(Excerpts of bounding box data)
# # # # #

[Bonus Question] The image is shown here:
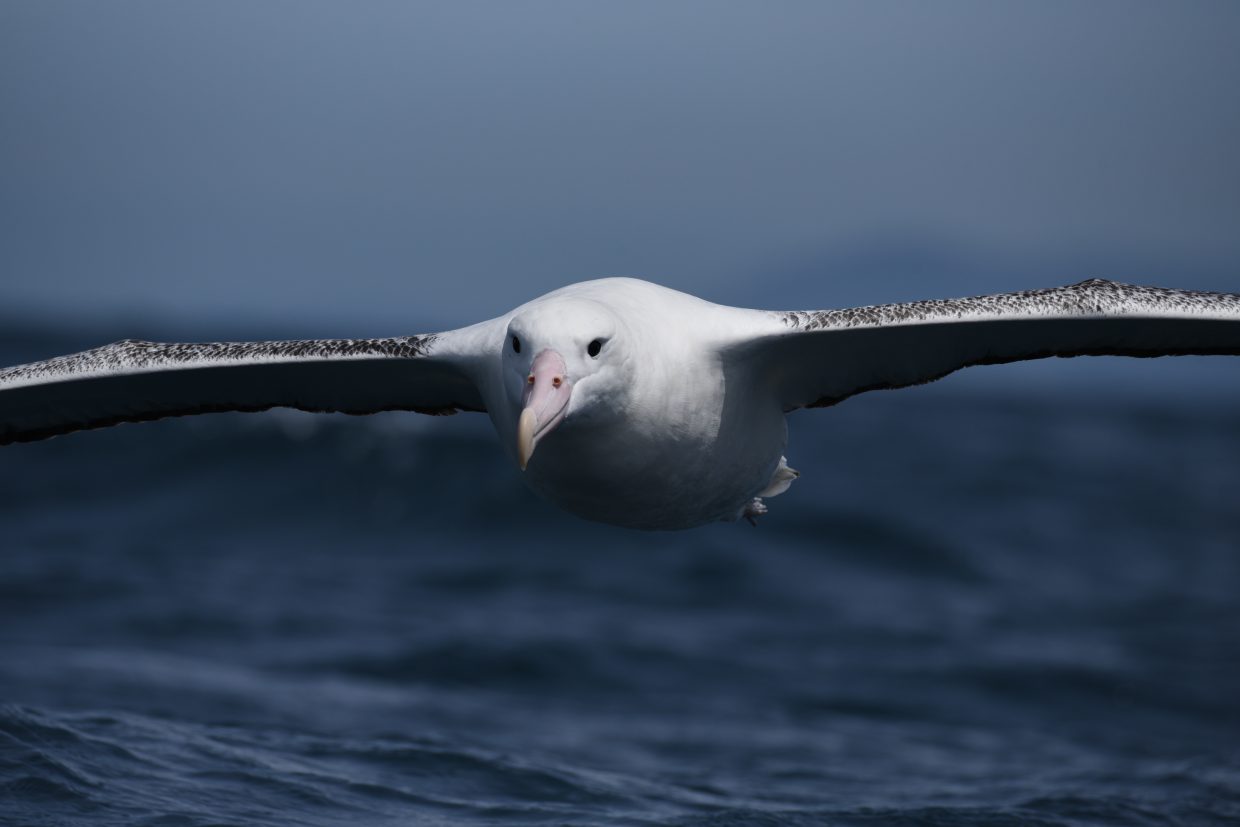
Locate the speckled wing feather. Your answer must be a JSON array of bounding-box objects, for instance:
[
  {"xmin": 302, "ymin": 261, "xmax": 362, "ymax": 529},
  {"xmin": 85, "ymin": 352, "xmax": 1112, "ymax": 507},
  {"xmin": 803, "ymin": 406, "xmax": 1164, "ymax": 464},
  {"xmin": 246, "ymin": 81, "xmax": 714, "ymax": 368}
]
[
  {"xmin": 744, "ymin": 279, "xmax": 1240, "ymax": 410},
  {"xmin": 0, "ymin": 335, "xmax": 482, "ymax": 445}
]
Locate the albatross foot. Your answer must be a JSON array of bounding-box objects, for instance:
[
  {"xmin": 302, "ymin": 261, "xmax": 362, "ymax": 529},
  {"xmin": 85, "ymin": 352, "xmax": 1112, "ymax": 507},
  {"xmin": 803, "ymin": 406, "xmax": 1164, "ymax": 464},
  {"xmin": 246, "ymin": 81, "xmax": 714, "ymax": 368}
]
[{"xmin": 740, "ymin": 497, "xmax": 766, "ymax": 528}]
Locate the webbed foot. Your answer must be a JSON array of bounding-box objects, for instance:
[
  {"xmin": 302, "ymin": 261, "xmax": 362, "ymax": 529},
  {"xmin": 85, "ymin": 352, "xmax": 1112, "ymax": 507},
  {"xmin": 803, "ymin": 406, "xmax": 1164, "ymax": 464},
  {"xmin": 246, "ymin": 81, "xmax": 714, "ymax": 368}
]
[{"xmin": 740, "ymin": 497, "xmax": 766, "ymax": 528}]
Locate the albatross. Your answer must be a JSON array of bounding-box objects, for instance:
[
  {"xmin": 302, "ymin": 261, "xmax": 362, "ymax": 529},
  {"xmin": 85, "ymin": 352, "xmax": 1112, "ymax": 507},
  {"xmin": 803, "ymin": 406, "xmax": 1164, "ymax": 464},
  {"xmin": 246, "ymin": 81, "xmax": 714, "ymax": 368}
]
[{"xmin": 0, "ymin": 278, "xmax": 1240, "ymax": 529}]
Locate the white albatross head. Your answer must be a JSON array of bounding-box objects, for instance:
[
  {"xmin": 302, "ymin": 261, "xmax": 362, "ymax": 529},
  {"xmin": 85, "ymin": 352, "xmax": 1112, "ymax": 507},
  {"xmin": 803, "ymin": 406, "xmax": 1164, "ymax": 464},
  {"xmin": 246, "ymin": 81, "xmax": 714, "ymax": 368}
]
[{"xmin": 503, "ymin": 296, "xmax": 629, "ymax": 471}]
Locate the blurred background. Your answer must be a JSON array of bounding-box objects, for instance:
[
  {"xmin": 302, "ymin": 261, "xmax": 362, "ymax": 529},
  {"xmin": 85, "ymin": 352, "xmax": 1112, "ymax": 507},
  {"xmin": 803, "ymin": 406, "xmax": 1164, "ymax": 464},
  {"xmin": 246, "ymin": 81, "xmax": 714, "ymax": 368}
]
[{"xmin": 0, "ymin": 0, "xmax": 1240, "ymax": 826}]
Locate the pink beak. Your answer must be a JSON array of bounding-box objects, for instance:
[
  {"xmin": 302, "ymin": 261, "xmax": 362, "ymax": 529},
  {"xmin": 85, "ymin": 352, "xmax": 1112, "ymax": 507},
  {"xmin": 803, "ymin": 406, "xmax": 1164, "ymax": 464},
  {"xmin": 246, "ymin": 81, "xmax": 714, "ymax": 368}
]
[{"xmin": 517, "ymin": 350, "xmax": 573, "ymax": 471}]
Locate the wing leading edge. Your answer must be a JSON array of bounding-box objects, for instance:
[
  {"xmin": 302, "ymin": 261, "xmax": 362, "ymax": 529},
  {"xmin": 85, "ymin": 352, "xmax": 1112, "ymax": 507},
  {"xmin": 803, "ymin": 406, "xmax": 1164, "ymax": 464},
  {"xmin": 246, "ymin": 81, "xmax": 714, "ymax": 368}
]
[
  {"xmin": 740, "ymin": 279, "xmax": 1240, "ymax": 410},
  {"xmin": 0, "ymin": 334, "xmax": 484, "ymax": 445}
]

# # # # #

**Objective**.
Output verbatim the portion of the rows that begins with the line containing "Locate the blurred" and continues through the final line of the rows, with both ends included.

**Complete output**.
Locate the blurred background. Your answer must be a JSON array of bounding-box objects, for instance:
[
  {"xmin": 302, "ymin": 261, "xmax": 362, "ymax": 529},
  {"xmin": 85, "ymin": 352, "xmax": 1112, "ymax": 507},
  {"xmin": 803, "ymin": 406, "xmax": 1164, "ymax": 464},
  {"xmin": 246, "ymin": 81, "xmax": 714, "ymax": 368}
]
[{"xmin": 0, "ymin": 0, "xmax": 1240, "ymax": 826}]
Locate the pink beak. Your answer must be a JSON array of bounding-box objects, for instance:
[
  {"xmin": 302, "ymin": 261, "xmax": 362, "ymax": 529},
  {"xmin": 85, "ymin": 352, "xmax": 1112, "ymax": 507},
  {"xmin": 803, "ymin": 406, "xmax": 1164, "ymax": 464},
  {"xmin": 246, "ymin": 81, "xmax": 714, "ymax": 368}
]
[{"xmin": 517, "ymin": 350, "xmax": 573, "ymax": 471}]
Locate the wing leading edge. Your answer must be a JSON array of bounding-box objects, for instance:
[
  {"xmin": 302, "ymin": 261, "xmax": 362, "ymax": 529},
  {"xmin": 85, "ymin": 352, "xmax": 1112, "ymax": 507},
  {"xmin": 803, "ymin": 406, "xmax": 1164, "ymax": 464},
  {"xmin": 246, "ymin": 81, "xmax": 714, "ymax": 368}
]
[
  {"xmin": 740, "ymin": 279, "xmax": 1240, "ymax": 410},
  {"xmin": 0, "ymin": 334, "xmax": 484, "ymax": 445}
]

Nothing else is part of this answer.